> [Brief] Top to bottom, output the entries that follow exactly.

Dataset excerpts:
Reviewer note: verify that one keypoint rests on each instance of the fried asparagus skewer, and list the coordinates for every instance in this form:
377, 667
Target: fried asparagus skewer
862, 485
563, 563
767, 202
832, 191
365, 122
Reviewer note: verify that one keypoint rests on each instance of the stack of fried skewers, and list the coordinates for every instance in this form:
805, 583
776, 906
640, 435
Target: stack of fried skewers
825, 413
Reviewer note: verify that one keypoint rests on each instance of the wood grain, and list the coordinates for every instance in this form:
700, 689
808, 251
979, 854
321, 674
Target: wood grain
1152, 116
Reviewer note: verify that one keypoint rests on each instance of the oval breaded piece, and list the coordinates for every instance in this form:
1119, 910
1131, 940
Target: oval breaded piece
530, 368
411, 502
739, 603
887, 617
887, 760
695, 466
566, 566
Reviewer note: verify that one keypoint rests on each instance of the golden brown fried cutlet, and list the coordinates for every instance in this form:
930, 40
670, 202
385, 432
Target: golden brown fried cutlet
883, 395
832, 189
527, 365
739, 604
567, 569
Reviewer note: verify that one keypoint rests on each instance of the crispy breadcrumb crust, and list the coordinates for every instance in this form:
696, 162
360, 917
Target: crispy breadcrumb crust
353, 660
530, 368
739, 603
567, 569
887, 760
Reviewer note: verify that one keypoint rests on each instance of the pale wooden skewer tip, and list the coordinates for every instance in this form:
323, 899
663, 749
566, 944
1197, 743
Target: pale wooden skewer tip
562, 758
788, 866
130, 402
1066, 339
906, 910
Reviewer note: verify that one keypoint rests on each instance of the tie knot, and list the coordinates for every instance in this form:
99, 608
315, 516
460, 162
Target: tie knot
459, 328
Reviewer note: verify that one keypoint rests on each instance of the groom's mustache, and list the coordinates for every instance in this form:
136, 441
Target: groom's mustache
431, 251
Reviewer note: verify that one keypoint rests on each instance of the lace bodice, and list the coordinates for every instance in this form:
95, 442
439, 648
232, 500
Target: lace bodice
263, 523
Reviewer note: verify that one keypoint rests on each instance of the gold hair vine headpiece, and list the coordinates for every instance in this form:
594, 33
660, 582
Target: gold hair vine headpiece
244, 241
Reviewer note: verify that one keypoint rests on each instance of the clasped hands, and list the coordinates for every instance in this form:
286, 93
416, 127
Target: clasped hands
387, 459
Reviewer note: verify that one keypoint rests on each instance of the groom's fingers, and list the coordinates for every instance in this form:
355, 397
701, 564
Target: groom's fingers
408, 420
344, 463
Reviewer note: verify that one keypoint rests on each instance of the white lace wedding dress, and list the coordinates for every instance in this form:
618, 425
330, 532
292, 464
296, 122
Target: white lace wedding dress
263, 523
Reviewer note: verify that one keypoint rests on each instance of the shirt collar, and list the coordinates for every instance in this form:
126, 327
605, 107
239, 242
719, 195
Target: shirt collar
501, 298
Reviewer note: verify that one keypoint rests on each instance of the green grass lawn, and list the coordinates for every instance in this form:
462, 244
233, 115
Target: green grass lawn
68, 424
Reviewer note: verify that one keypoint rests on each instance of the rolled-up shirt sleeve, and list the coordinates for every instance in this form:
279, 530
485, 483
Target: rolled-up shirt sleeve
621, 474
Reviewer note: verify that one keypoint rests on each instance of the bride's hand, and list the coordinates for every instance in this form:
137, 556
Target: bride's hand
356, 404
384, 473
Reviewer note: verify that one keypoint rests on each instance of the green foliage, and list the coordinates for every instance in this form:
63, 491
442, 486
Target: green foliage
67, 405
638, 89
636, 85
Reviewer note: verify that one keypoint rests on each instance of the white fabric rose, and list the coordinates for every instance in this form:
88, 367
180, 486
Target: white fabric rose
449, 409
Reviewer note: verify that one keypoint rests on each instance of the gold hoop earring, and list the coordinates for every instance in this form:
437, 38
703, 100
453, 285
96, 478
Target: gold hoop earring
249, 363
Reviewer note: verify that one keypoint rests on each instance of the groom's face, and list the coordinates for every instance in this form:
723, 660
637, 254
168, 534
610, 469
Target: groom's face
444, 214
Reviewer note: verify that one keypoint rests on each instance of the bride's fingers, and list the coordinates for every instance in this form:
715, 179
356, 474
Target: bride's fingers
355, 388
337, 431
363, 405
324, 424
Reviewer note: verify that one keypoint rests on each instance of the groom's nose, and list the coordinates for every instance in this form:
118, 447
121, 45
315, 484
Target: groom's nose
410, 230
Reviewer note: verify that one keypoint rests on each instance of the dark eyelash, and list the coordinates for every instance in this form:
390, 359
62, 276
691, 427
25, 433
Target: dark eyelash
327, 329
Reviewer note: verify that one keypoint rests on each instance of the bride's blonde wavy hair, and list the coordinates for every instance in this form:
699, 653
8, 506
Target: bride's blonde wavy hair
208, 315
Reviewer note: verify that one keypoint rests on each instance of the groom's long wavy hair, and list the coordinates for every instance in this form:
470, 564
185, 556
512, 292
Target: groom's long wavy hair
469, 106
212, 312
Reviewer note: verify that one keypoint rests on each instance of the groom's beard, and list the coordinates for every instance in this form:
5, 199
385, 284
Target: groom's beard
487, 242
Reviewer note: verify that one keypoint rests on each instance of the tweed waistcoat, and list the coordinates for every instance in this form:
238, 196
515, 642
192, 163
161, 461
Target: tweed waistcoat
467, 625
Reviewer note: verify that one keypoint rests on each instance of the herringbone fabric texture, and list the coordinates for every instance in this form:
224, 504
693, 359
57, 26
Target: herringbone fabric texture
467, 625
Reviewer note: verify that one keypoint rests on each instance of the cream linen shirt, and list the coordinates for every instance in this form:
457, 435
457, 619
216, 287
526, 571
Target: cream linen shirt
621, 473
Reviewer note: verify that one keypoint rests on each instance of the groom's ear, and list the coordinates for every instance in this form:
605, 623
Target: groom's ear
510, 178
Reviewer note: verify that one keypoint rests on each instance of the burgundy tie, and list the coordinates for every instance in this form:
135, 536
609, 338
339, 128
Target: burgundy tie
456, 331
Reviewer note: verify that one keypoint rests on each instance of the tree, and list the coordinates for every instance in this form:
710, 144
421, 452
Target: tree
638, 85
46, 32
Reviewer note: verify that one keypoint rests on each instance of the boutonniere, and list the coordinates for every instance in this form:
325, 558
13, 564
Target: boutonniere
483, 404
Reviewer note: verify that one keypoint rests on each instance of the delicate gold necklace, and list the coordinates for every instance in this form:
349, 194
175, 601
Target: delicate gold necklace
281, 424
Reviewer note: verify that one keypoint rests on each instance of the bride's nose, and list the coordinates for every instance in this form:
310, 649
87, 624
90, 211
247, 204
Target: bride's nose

> [Response box]
Reviewer note: verify that one keypoint rests on each instance of the fried asparagus skewer, and list the coordinates for every instance in this form:
377, 667
Target: fried asparagus skewer
862, 485
563, 563
767, 202
832, 191
365, 122
Reviewer note: verify that one keypoint rests on each instance of the stack of fried skewers, and list the coordinates for every instance in this form:
805, 583
776, 906
640, 435
Target: stack of fried skewers
825, 413
Reviewer note: verify that one keypoint rests on each instance of the wood grain, and list the coordinates for every instance in this form:
700, 689
808, 251
979, 854
321, 674
Target: wood grain
1152, 116
Reviewer note: verify that one keypoint rests on each instance of the oval breaded piece, and list the coordinates for every instance in this form:
1119, 910
1131, 940
Target: oval breaded piece
530, 368
411, 502
739, 603
887, 617
887, 760
695, 466
566, 566
Reviewer note: verify that one keypoint rests on each instance of the golden brown fried cutlet, and list the coordinates for every instance in this form:
930, 40
670, 202
385, 432
Target: golden brown fried cutlet
883, 395
832, 189
527, 365
739, 604
567, 569
Reviewer note: verify that one keypoint rests on each instance of the crispy breadcrumb crust, and list the coordinates for every instance in this form:
696, 162
360, 917
Target: crispy breadcrumb crust
353, 660
530, 368
739, 603
567, 569
887, 760
Reviewer note: verify that one keypoint rests on each instance of the pale wooden skewer tip, and list the coordinates for every instance in this form:
323, 899
663, 749
566, 944
1197, 743
Target: pale wooden skewer tip
562, 758
788, 866
130, 402
1066, 339
906, 910
Reviewer note: verify that one keypoint rests on each instance of the tie knot, and list the coordinates for every instance in this form:
99, 608
315, 516
460, 162
Target: tie knot
459, 328
Reviewer note: verify that one keypoint rests on each instance of the groom's mustache, and list the coordinates for every instance in this form:
136, 441
Target: groom's mustache
431, 251
Reviewer note: verify that one keypoint rests on each instance of the lace bodice, and list the coordinates for every instance in this form:
95, 442
439, 648
232, 500
Target: lace bodice
263, 523
Reviewer note: verify that one keypoint rests on each instance of the gold hair vine headpiece, and list the coordinates for every instance in this form:
594, 33
660, 582
Target: gold hair vine headpiece
244, 241
Reviewer note: verify that one keypoint rests on each instance of the clasped hands, and list the coordinates for every instance in this form:
286, 93
416, 127
Target: clasped hands
387, 459
Reviewer note: verify that one keypoint rests on each instance of the groom's fingers, and list the coordinates for every instance in this form:
355, 397
701, 564
Target: groom's fingers
408, 420
344, 463
Reviewer note: verify that one keypoint rests on each instance of the white lace wedding dress, and list the coordinates for every instance in this form:
618, 425
330, 532
292, 464
296, 122
Target: white lace wedding dress
263, 523
Reviewer note: verify that one keypoint rests on each instance of the shirt collar, and list the coordinates for every instance in this form:
126, 327
605, 107
239, 242
719, 195
Target: shirt collar
501, 298
Reviewer note: verify that one keypoint rests on each instance of the green grass lawn, and list the coordinates for every instance in this form:
462, 244
233, 115
Target: green grass lawn
68, 424
Reviewer note: verify that one keypoint rests on each instance of the rolled-up shirt sleeve, and list the coordinates for every instance in this form:
279, 530
485, 483
Target: rolled-up shirt sleeve
621, 474
Reviewer note: verify that one keypoint rests on each instance of the bride's hand, and list the coordinates for every instance in this form:
137, 556
Target: bride's hand
356, 404
384, 473
Reviewer note: verify that one keypoint rests on each instance of the green foliage, and list the coordinates for every instance in this form:
63, 491
442, 486
Target: green foliage
67, 405
638, 89
636, 85
Reviewer note: verify that one keypoint rests on each instance of the white fabric rose, and list the coordinates for every instance in this form:
88, 367
180, 486
Target: white fabric rose
449, 409
Reviewer note: verify that one keypoint rests on each instance of the gold hoop earring, and list the coordinates for every instance in this form:
437, 38
703, 100
453, 285
96, 478
Target: gold hoop earring
249, 363
Reviewer note: verify that one keypoint rests on each instance of the groom's face, and list the coordinates for every instance in this form:
723, 660
637, 254
168, 534
610, 469
Target: groom's face
444, 214
Reviewer note: verify that one keypoint rests on each instance of the bride's fingers, and list the coordinates for every instance in this form:
715, 179
356, 474
Target: bride's fingers
355, 388
337, 431
363, 405
324, 424
Reviewer note: verify that one keypoint rests on each instance of the groom's nose, and list the coordinates for every instance in this form:
118, 447
121, 45
315, 484
Target: groom's nose
410, 230
Reviewer note: verify that one keypoint rests on each instance of the dark eyelash, and list the coordinates for every instance in this form:
390, 359
62, 276
691, 427
25, 433
Target: dark eyelash
327, 329
Reviewer note: verify that one keypoint rests on each instance of the bride's blonde wavy hair, and list the coordinates for every instance in this form:
699, 653
8, 506
Target: bride's blonde wavy hair
208, 315
Reviewer note: verify that one keypoint rests on each instance of the groom's long wavy hair, and list the coordinates for every instance in this form:
470, 564
185, 556
512, 292
Target: groom's long wavy hair
469, 106
212, 312
Reviewer note: verify that one keypoint rests on each instance of the groom's beard, and list the coordinates for every instance in this form:
5, 199
385, 284
Target: groom's beard
487, 242
Reviewer note: verify that one keypoint rests on each instance of the tweed waistcoat, and list the coordinates for every instance in this form:
238, 196
515, 642
192, 163
161, 461
Target: tweed waistcoat
467, 625
Reviewer note: verify that one keypoint rests on each instance of the herringbone fabric texture, and list the coordinates for every instance in this form:
224, 504
693, 359
57, 26
Target: herringbone fabric texture
467, 625
Reviewer note: verify that one keypoint rests on each instance of the cream linen shirt, and list the coordinates for every instance in this form:
457, 435
457, 619
216, 287
526, 571
Target: cream linen shirt
621, 473
Reviewer note: verify that one keypoint rests on each instance of the groom's ear, and list the coordinates for every instance in this form:
605, 623
Target: groom's ear
510, 178
Reviewer note: verify that one keypoint rests on each instance of the burgundy tie, and list the coordinates for every instance in this form:
135, 536
609, 338
339, 128
Target: burgundy tie
456, 331
Reviewer note: verify that one keypoint rests on each instance of the tree, and list the coordinates for every instance in this form:
710, 144
421, 452
Target: tree
638, 85
46, 32
Reviewer note: verify that one keypoint rests on each instance of the boutonniere, and list the coordinates for every instance in this form:
325, 558
13, 564
Target: boutonniere
483, 404
Reviewer note: verify that one keypoint rests on each instance of the delicate gold necklace, and list the coordinates for every instance in this form:
349, 194
175, 601
Target: delicate gold necklace
281, 424
Reviewer note: verify that one keypoint rests on each instance of the bride's nose, and list the coordinates for every instance in this form:
310, 649
87, 624
90, 211
247, 204
Target: bride's nose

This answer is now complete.